Although only 14% of investors surveyed by S&P Global said they expect private equity deal volumes to drop in 2019, a disproportionate share of these are from the Asia-Pacific region.
Asia investors seen growing cautious about private equity

Investors based in the Asia-Pacific region are less optimistic about private equity markets in 2019 than in other regions, according to a new S&P Global Market Intelligence survey.

Growing economic worries are cited as a principle factor behind their gloomier outlook, although valuation concerns are also stalking the sector.

The survey of "over 1,000" private equity professionals published on Tuesday by S&P Global showed 14% of total respondents think that private equity activity will deteriorate in the coming year, with those based in the Asia-Pacific accounting for more than two-fifths of these relative pessimists.

The study also showed a 15 percentage-point drop to 44% since end-2017 in the proportion of respondents expecting an improvement in private equity activities in the coming year. 

Barry Tong, joint APAC head of transaction advisory services at consultancy firm Grant Thornton, agreed that private equity investors seem to be harbouring growing concerns and that the market might be nearing a peak.

Record excerpts =>

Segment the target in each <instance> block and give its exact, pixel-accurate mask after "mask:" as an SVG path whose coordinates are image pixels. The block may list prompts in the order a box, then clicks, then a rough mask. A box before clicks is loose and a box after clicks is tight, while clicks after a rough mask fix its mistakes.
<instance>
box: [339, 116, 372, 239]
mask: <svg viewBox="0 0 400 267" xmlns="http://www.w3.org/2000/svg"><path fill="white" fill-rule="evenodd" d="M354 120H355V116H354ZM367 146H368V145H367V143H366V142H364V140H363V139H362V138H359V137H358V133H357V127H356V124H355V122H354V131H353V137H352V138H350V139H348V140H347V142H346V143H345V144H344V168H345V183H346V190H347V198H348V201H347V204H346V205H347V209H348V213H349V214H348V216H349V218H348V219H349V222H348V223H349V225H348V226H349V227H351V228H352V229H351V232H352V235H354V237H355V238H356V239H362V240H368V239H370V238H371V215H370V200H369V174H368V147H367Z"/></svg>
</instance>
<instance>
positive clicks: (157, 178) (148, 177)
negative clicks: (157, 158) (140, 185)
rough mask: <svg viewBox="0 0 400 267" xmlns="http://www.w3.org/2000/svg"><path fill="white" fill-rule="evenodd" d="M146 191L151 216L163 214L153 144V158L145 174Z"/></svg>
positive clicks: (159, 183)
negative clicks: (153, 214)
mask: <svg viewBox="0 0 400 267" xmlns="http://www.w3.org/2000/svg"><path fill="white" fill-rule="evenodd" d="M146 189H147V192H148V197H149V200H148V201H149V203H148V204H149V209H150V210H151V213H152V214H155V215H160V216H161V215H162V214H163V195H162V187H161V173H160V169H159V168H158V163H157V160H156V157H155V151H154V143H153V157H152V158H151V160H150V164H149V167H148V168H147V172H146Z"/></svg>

Parts of the exercise =>
a – Answer these questions from the private equity article:
(i) What percentage of all respondents think private equity activity will deteriorate in the coming year?
(ii) What proportion of respondents expect private equity activities to improve in the coming year, and by how many percentage points has that proportion dropped since end-2017?
(iii) What position does Barry Tong hold, and at which firm?
b – Echo the stretch of the private equity article from "Growing economic worries" through "the coming year.".
c – Write what comes next in the private equity article, picking up after its final sentence.

Expected outputs =>
a –
(i) 14%
(ii) 44%, a drop of 15 percentage points
(iii) Joint APAC head of transaction advisory services at Grant Thornton

b –
Growing economic worries are cited as a principle factor behind their gloomier outlook, although valuation concerns are also stalking the sector.

The survey of "over 1,000" private equity professionals published on Tuesday by S&P Global showed 14% of total respondents think that private equity activity will deteriorate in the coming year, with those based in the Asia-Pacific accounting for more than two-fifths of these relative pessimists.

The study also showed a 15 percentage-point drop to 44% since end-2017 in the proportion of respondents expecting an improvement in private equity activities in the coming year.

c –
“High purchase-price multiples ... could damage future returns,” Tong told AsianInvestor

That chimes with concerns aired elsewhere that too much money might be chasing too few deals, and pushing valuations up as record amounts of capital for private equity investing are raised. Data from Preqin shows that the amount of private capital raised globally and ready for investment reached $2 trillion as at the end of June 2018, the highest since 2006. By asset class, private equity funds accounted for 58% of this so-called dry powder figure.

A survey by Grant Thornton released in late January, showed activity still bubbling along, with total mergers and acquisitions across Asia up more than 20% by deal value in the first nine months of 2018, compared with the same period a year earlier. 

And more growth looks on the cards in 2019, according to S&P Global. 

“With an appetite for further investing and a record amount of dry powder [available], we expect [General Partner] investors to accelerate deal activity in 2019,” noted the survey.

Those surveyed by S&P Global, even so, indicated their growing disquiet with the market's extreme valuations and with the increasingly shaky trade, monetary and economic backdrop.

More than 70% of the Asia-Pacific respondents said the changing economic environment, in particular, posed the biggest challenge to their portfolio companies as growth slows.

Close to 40% of these respondents said they considered protectionism the second-biggest risk. The report noted, though, that this is “largely isolated to professionals directly exposed to the global trade spat by being located in either China or the US.”

HEALTHCARE INTERESTS

On a positive note, the survey showed that the healthcare sector continues attract interest. 

An S&P Global spokeswoman told AsianInvestor that 50% of the respondents from Asia plan to invest in the sector in the next 12 months.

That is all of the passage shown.